In this exercise, reproduce all the entries that follow exactly.

○ ○ ○

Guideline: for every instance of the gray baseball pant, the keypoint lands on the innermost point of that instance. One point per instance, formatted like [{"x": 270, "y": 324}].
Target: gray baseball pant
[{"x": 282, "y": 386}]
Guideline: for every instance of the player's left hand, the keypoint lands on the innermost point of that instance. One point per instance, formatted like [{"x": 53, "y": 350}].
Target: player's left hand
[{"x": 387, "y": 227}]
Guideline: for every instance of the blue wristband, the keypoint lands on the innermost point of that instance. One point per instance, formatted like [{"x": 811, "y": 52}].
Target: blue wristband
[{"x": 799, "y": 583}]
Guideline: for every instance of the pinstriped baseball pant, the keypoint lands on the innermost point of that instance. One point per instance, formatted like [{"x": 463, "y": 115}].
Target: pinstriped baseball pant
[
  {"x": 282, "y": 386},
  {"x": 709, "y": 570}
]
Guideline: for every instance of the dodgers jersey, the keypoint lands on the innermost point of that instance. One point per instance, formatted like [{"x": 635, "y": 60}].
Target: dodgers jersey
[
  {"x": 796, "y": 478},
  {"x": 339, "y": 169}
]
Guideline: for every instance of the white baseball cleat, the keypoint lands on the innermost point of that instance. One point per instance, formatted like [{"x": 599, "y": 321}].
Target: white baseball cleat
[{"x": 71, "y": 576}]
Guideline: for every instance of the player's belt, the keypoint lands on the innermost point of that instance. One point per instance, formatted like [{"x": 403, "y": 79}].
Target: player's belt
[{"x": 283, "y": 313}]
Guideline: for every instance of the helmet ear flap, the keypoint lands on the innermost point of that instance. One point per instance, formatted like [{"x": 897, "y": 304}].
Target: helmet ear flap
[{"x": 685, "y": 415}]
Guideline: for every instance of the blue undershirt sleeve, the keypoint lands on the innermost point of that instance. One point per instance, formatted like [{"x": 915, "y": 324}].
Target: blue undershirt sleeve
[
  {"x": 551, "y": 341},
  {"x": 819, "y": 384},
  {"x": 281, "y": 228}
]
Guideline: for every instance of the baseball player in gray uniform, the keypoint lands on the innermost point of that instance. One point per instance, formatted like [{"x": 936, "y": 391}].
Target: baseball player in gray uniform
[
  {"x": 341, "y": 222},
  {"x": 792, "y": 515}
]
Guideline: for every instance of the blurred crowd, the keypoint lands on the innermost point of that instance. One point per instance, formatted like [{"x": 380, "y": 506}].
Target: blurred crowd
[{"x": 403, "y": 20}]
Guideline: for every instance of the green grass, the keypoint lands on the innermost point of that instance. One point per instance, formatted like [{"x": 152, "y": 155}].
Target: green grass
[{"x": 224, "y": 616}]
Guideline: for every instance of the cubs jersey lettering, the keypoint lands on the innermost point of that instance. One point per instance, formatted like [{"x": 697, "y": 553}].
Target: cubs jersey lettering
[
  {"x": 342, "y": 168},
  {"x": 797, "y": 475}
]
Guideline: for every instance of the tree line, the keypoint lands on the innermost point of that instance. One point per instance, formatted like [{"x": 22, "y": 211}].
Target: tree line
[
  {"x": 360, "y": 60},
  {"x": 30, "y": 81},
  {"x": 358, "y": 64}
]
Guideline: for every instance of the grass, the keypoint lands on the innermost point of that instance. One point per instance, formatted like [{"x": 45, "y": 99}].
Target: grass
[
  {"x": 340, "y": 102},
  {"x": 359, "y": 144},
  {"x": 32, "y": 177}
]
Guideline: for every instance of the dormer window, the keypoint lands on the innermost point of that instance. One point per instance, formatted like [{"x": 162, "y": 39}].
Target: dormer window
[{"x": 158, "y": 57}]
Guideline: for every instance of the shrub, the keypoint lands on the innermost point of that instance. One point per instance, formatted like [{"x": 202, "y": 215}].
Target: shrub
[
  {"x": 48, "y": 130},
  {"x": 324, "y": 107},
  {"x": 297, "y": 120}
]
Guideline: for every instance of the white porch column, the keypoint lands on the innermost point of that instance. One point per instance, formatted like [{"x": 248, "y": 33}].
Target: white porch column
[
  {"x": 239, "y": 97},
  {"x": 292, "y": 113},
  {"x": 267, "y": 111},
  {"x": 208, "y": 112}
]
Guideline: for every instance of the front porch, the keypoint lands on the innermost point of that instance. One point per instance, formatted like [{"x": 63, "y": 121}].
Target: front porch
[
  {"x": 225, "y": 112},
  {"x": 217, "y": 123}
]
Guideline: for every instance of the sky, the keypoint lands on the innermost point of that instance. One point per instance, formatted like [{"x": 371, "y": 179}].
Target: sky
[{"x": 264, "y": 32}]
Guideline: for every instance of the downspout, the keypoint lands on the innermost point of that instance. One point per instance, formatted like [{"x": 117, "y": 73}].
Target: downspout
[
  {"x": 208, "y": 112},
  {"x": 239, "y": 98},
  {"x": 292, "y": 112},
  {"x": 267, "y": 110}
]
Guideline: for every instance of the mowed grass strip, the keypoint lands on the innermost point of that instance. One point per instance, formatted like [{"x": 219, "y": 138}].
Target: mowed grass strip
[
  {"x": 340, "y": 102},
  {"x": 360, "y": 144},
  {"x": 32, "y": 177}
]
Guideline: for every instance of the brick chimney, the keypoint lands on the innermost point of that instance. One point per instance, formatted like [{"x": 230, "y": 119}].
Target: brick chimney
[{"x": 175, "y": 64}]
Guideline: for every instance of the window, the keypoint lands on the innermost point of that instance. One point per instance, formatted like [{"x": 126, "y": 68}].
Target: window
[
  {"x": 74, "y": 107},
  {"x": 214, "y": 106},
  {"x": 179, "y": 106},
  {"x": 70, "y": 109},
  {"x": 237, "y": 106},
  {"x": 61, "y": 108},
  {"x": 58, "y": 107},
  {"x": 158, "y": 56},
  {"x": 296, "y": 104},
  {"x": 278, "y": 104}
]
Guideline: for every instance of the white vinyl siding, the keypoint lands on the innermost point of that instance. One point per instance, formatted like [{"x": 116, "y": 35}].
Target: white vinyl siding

○ ○ ○

▶ RESPONSE TO THE TASK
Guideline: for every instance of the gray baseball pant, the keypoint lands on the innermost point of that instance. One point per instance, formatted like [{"x": 270, "y": 324}].
Target: gray baseball pant
[{"x": 282, "y": 386}]
Guideline: for every instance of the player's left hand, the keypoint lands on the innermost point of that instance. One point per instance, formatted like [{"x": 53, "y": 350}].
Target: player's left hand
[{"x": 387, "y": 227}]
Guideline: for every instance of the blue wristband, the keypoint lands on the innermost point of that instance. One point per instance, formatted like [{"x": 811, "y": 52}].
Target: blue wristband
[{"x": 799, "y": 583}]
Guideline: for every instance of the pinstriped baseball pant, the keypoint lands on the innermost point of that instance. One point per instance, formatted like [{"x": 463, "y": 115}].
Target: pinstriped baseball pant
[
  {"x": 282, "y": 386},
  {"x": 709, "y": 570}
]
Guideline: for every instance of the dodgers jersey, the keypoint lands on the innermost point of that instance. One point per instance, formatted like [{"x": 635, "y": 60}].
Target: dodgers jersey
[
  {"x": 796, "y": 478},
  {"x": 339, "y": 169}
]
Guideline: for every instance of the white baseball cleat, the keypoint lands on the innermost point of that instance. One point per instance, formatted like [{"x": 599, "y": 321}].
Target: white baseball cleat
[{"x": 71, "y": 576}]
Guideline: for every instance of the player's belt, the keypoint lands on the innermost point of that instance. One point per instance, formatted like [{"x": 403, "y": 79}].
Target: player's belt
[{"x": 283, "y": 313}]
Guideline: for every instance of the helmet ear flap, the keypoint lands on the innermost point of that instance. One point per instance, formatted like [{"x": 897, "y": 304}].
Target: helmet ear flap
[{"x": 685, "y": 415}]
Guideline: for every instance of the blue undershirt sleeve, the keypoint lands on the innermost point of that instance. One point per instance, formatted like [{"x": 915, "y": 324}].
Target: blue undershirt sleeve
[
  {"x": 551, "y": 341},
  {"x": 819, "y": 384},
  {"x": 281, "y": 228}
]
Guideline: for every instance of the baseball player in gray uniform, the keypoint lands on the innermost point of that instance. One point per instance, formatted like [{"x": 936, "y": 391}].
Target: baseball player in gray uniform
[
  {"x": 341, "y": 222},
  {"x": 792, "y": 515}
]
Guideline: for every instance of the blurred crowd, the keypoint lands on the innermost point of that instance. One point per instance, formatted like [{"x": 380, "y": 506}].
Target: blurred crowd
[{"x": 403, "y": 20}]
Guideline: for every instance of the green grass, the keypoint lands on the innermost point of that instance. One point per instance, formatted like [{"x": 152, "y": 155}].
Target: green grass
[{"x": 224, "y": 616}]
Guideline: for every instance of the cubs jersey lettering, the keypoint lands on the innermost point of that instance. One point per instance, formatted like [{"x": 697, "y": 553}].
Target: cubs jersey lettering
[
  {"x": 342, "y": 168},
  {"x": 797, "y": 475}
]
Guideline: for every instance of the tree line, the keypoint lands on the innermost point of that instance. One point per instance, formatted like [{"x": 22, "y": 211}].
Target: tree line
[
  {"x": 360, "y": 60},
  {"x": 30, "y": 81},
  {"x": 358, "y": 64}
]
Guideline: for every instance of the grass, the keypoint lands on the innermost point of that instance. One point per instance, formatted like [{"x": 45, "y": 99}].
Target: grass
[
  {"x": 340, "y": 102},
  {"x": 359, "y": 144},
  {"x": 32, "y": 177}
]
Guideline: for every instance of the dormer window, the keypoint lands on the innermost point of that instance. One point per instance, formatted like [{"x": 162, "y": 39}].
Target: dormer window
[{"x": 158, "y": 57}]
Guideline: for every instance of the shrub, the keypoint lands on the innermost point of that instance. One point per instance, formatted like [{"x": 202, "y": 215}].
Target: shrub
[
  {"x": 48, "y": 130},
  {"x": 324, "y": 107},
  {"x": 297, "y": 120}
]
Guideline: for every instance of the white porch column, the keypoint lands on the innermost point of that instance. One point per instance, formatted like [{"x": 248, "y": 33}].
Target: white porch column
[
  {"x": 239, "y": 97},
  {"x": 292, "y": 113},
  {"x": 267, "y": 111},
  {"x": 208, "y": 112}
]
Guideline: for every instance of the front porch, the keypoint lands on the innermost point of that instance. One point per instance, formatted like [{"x": 63, "y": 121}].
Target: front porch
[
  {"x": 225, "y": 112},
  {"x": 217, "y": 123}
]
Guideline: for every instance of the sky, the keypoint lands on the innermost point of that instance. One point per instance, formatted like [{"x": 371, "y": 179}].
Target: sky
[{"x": 264, "y": 32}]
Guideline: for every instance of the downspout, the keypoint lands on the innermost point of that instance. One point per instance, formatted like [{"x": 117, "y": 73}].
Target: downspout
[
  {"x": 208, "y": 112},
  {"x": 239, "y": 98},
  {"x": 292, "y": 112},
  {"x": 267, "y": 110}
]
Guideline: for every instance of the mowed grass strip, the keypoint lands on the innermost point of that instance. One point per instance, formatted like [{"x": 219, "y": 138}].
Target: mowed grass strip
[
  {"x": 340, "y": 102},
  {"x": 360, "y": 144},
  {"x": 32, "y": 177}
]
Guideline: for every instance of the brick chimney, the keypoint lands on the innermost point of that instance. One point per instance, formatted like [{"x": 230, "y": 119}].
Target: brick chimney
[{"x": 175, "y": 64}]
Guideline: for every instance of the window, the keypoint lands on the innermost point of that instance. One point per instance, formatted like [{"x": 126, "y": 68}].
Target: window
[
  {"x": 74, "y": 107},
  {"x": 214, "y": 106},
  {"x": 179, "y": 106},
  {"x": 70, "y": 109},
  {"x": 237, "y": 106},
  {"x": 61, "y": 108},
  {"x": 58, "y": 107},
  {"x": 158, "y": 56},
  {"x": 296, "y": 104},
  {"x": 278, "y": 104}
]
Guideline: for every instance of the white vinyl siding, the keypoint lands on the innermost point of that instance. One point per instance, formatted like [{"x": 116, "y": 35}].
Target: white vinyl siding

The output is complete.